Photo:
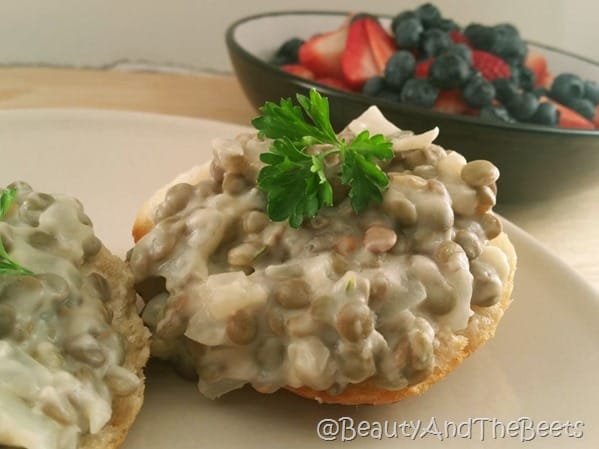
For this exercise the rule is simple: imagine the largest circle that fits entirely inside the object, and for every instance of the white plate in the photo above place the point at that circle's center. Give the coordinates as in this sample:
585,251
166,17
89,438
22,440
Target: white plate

----------------------------------------

= WHAT TO PRODUCE =
For the word "plate", count the lines of the data that contain it and give only the count.

= TASK ANSWER =
2